▶ [PROBLEM] Only an exact repetition of every entry counts as the answer.

▶ [GIVEN DATA]
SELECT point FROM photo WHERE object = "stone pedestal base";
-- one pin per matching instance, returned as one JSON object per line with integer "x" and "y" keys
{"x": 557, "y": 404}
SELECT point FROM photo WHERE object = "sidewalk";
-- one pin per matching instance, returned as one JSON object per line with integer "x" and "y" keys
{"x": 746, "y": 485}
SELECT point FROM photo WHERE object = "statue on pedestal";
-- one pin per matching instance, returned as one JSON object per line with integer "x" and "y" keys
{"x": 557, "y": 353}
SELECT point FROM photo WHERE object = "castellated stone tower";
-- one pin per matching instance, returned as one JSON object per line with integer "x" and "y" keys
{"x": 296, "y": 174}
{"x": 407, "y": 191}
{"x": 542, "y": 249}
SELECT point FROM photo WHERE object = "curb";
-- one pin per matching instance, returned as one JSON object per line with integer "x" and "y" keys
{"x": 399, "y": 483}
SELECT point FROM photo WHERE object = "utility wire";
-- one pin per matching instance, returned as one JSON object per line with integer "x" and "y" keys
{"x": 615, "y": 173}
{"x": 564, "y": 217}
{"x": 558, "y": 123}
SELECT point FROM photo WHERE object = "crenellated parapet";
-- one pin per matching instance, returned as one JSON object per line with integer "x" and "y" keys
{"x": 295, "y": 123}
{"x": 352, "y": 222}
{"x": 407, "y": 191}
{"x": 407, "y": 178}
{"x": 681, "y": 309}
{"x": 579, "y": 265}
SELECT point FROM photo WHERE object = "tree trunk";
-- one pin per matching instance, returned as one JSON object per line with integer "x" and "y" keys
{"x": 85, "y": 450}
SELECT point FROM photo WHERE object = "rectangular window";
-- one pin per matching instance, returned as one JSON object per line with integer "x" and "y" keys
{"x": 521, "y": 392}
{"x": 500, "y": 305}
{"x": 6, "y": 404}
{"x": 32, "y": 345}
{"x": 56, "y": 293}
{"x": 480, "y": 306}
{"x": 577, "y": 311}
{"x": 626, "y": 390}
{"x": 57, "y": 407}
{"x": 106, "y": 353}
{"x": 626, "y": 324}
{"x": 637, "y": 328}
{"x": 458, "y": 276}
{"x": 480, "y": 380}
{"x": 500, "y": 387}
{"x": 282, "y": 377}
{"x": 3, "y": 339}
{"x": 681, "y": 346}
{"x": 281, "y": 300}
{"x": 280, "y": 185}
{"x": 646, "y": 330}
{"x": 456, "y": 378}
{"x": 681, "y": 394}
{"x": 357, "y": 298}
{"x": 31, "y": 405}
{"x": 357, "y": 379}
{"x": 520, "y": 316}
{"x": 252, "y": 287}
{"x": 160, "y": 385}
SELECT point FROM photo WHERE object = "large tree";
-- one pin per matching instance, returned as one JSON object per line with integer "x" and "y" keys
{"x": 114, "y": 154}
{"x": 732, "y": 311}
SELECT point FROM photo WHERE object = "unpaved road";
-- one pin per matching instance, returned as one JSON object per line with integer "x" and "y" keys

▶ [RESPONSE]
SELECT point FROM photo WHERE object = "stone pedestal base";
-- one pin per matching instance, returned as one JSON object per line with integer "x" and "y" keys
{"x": 557, "y": 404}
SELECT point FROM photo WHERE object = "sidewalk";
-- one pin per matching instance, returned as one JSON object per line with integer "x" and "y" keys
{"x": 746, "y": 485}
SELECT point FROM photo WHERE object = "statue on pedestal";
-- one pin per matching instance, returned as one JSON object per line with integer "x" and "y" keys
{"x": 557, "y": 353}
SELECT point FROM photo WHERE object = "castellated stone tower";
-- one pin per matching instance, returned as one JSON object per line with integer "x" and "y" keys
{"x": 296, "y": 174}
{"x": 407, "y": 191}
{"x": 542, "y": 249}
SELECT point FROM photo WHERE object = "curb";
-- one pin per matching instance, returned as one JSON object per line with integer "x" and "y" keys
{"x": 399, "y": 483}
SELECT point FROM photo WHERE object = "utility wire";
-- one pin per matching instance, returned as one JSON object per line with integer "x" and "y" keys
{"x": 615, "y": 173}
{"x": 564, "y": 217}
{"x": 558, "y": 123}
SELECT point FROM photo WHERE object = "crenellated parapet";
-- one pin per matching instance, returned as one JSON object per line with integer "x" and "y" keys
{"x": 295, "y": 123}
{"x": 352, "y": 222}
{"x": 407, "y": 191}
{"x": 407, "y": 178}
{"x": 681, "y": 309}
{"x": 579, "y": 265}
SELECT point FROM photo WHERE object = "tree trunk";
-- one pin per matching instance, returned as one JSON object per line with integer "x" and "y" keys
{"x": 85, "y": 450}
SELECT point FROM photo WHERE object = "rectangular window";
-- one pin per matching instance, returned as one JSON object per line with integer "x" and "y" keys
{"x": 521, "y": 392}
{"x": 500, "y": 305}
{"x": 6, "y": 404}
{"x": 32, "y": 345}
{"x": 56, "y": 293}
{"x": 480, "y": 306}
{"x": 577, "y": 311}
{"x": 626, "y": 390}
{"x": 57, "y": 407}
{"x": 106, "y": 353}
{"x": 626, "y": 324}
{"x": 637, "y": 328}
{"x": 458, "y": 276}
{"x": 480, "y": 380}
{"x": 500, "y": 387}
{"x": 282, "y": 377}
{"x": 3, "y": 339}
{"x": 681, "y": 346}
{"x": 281, "y": 300}
{"x": 280, "y": 185}
{"x": 646, "y": 330}
{"x": 456, "y": 378}
{"x": 681, "y": 394}
{"x": 357, "y": 298}
{"x": 31, "y": 405}
{"x": 357, "y": 379}
{"x": 520, "y": 316}
{"x": 252, "y": 287}
{"x": 160, "y": 385}
SELECT point FROM photo WHERE object = "large tree";
-- one pin per matching instance, returned as one JSON object per line with integer "x" and "y" keys
{"x": 114, "y": 154}
{"x": 732, "y": 311}
SELECT point FROM photo WHERE object = "unpaved road";
-- one pin per matching instance, returned as one JSON object per line with integer "x" and "y" keys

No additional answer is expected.